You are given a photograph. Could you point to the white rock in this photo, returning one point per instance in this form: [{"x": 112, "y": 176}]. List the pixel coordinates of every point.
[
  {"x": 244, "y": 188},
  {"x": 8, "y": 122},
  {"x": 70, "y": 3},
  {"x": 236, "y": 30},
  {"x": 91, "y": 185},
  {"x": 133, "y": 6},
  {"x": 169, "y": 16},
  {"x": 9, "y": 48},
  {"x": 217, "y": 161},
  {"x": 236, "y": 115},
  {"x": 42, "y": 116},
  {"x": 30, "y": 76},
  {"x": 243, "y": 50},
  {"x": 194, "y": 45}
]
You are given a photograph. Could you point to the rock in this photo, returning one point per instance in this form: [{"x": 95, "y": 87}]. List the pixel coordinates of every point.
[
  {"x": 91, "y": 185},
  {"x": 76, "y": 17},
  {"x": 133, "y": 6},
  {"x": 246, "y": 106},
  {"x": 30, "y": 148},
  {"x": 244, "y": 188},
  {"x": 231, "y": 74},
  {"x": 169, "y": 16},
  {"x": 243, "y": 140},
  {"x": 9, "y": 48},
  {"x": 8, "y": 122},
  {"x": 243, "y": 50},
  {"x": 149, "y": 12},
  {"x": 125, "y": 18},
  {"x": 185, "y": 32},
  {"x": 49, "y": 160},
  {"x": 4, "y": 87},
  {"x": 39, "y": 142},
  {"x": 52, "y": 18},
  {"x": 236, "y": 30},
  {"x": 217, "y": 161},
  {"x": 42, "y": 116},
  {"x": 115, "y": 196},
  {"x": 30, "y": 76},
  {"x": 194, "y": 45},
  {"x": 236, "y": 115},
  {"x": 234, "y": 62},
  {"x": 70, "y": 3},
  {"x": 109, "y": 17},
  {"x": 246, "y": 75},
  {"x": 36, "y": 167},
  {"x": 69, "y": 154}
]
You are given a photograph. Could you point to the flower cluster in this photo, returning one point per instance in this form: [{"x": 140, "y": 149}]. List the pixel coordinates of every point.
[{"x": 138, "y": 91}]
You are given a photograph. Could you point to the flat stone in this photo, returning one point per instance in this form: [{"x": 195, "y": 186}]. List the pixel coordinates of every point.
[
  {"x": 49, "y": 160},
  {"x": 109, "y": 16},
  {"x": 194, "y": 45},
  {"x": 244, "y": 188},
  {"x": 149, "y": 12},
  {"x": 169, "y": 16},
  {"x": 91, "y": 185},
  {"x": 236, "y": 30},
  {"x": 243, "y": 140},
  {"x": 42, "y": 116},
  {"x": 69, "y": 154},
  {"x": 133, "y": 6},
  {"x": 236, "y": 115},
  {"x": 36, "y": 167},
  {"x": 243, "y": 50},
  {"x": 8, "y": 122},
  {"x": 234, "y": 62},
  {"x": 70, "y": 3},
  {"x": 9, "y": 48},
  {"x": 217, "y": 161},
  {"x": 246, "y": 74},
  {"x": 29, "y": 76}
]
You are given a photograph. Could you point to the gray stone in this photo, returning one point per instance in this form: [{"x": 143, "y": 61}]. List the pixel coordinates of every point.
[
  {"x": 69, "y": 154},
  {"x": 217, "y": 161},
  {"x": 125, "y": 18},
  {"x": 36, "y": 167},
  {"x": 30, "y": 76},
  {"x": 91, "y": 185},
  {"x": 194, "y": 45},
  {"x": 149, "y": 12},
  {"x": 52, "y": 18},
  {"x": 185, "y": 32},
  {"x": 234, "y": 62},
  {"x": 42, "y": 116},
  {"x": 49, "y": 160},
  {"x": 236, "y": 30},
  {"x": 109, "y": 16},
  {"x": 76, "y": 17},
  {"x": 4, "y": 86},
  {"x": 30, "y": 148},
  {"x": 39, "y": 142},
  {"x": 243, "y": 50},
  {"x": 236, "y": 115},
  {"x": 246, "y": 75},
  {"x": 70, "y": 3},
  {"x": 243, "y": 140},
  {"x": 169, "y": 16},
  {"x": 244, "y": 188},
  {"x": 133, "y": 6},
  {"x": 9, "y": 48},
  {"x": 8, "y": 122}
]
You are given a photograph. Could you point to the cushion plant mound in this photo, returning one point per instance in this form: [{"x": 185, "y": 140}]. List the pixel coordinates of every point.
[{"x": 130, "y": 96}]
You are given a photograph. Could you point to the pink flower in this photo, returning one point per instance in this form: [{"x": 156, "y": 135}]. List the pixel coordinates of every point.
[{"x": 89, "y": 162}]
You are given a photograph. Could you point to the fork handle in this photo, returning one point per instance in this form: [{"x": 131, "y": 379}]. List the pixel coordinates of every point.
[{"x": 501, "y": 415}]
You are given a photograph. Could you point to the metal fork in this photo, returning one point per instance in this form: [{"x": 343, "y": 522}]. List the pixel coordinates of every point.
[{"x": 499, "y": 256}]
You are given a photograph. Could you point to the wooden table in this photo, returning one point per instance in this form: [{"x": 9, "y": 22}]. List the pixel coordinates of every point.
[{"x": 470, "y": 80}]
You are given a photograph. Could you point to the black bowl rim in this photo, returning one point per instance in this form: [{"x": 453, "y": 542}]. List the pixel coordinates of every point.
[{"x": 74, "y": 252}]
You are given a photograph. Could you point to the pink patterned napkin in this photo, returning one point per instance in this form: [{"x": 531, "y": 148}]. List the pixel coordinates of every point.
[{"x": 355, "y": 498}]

***

- _PROBLEM TO WORK ON_
Look for "the pink patterned" in the records. Write out its line and every later line through the end exactly, with nothing more.

- _EXERCISE RESPONSE_
You are given a photograph. Could you point to the pink patterned napkin in this photo, returning one point per instance in this form: [{"x": 531, "y": 148}]. List the pixel coordinates of every point.
[{"x": 355, "y": 498}]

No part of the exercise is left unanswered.